§ Task material

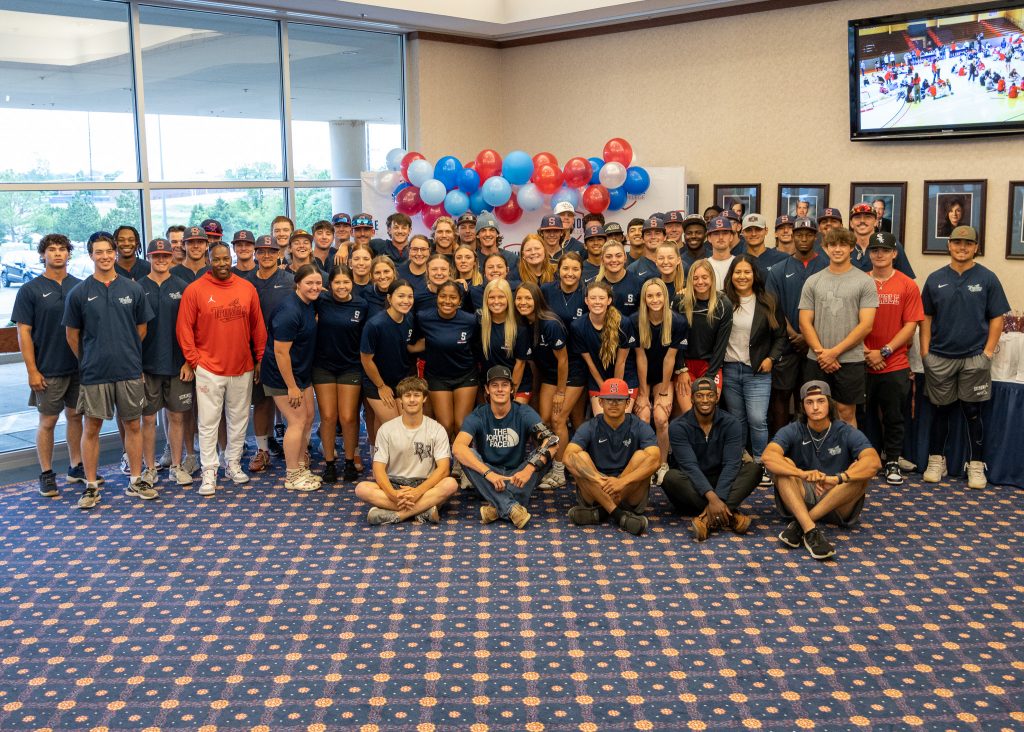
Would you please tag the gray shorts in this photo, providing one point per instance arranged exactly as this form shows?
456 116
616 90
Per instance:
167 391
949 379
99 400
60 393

---

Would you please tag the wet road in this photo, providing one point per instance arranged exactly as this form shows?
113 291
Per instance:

§ Exercise aim
From the entries, report each line that includes the word "this".

§ Result below
Would you please tag the gray shorts in this photo, providing one point per instance arranged exactly as this form shows?
Would you please tag the wet road in this photo, providing one point per instance arranged exactly as this form shows?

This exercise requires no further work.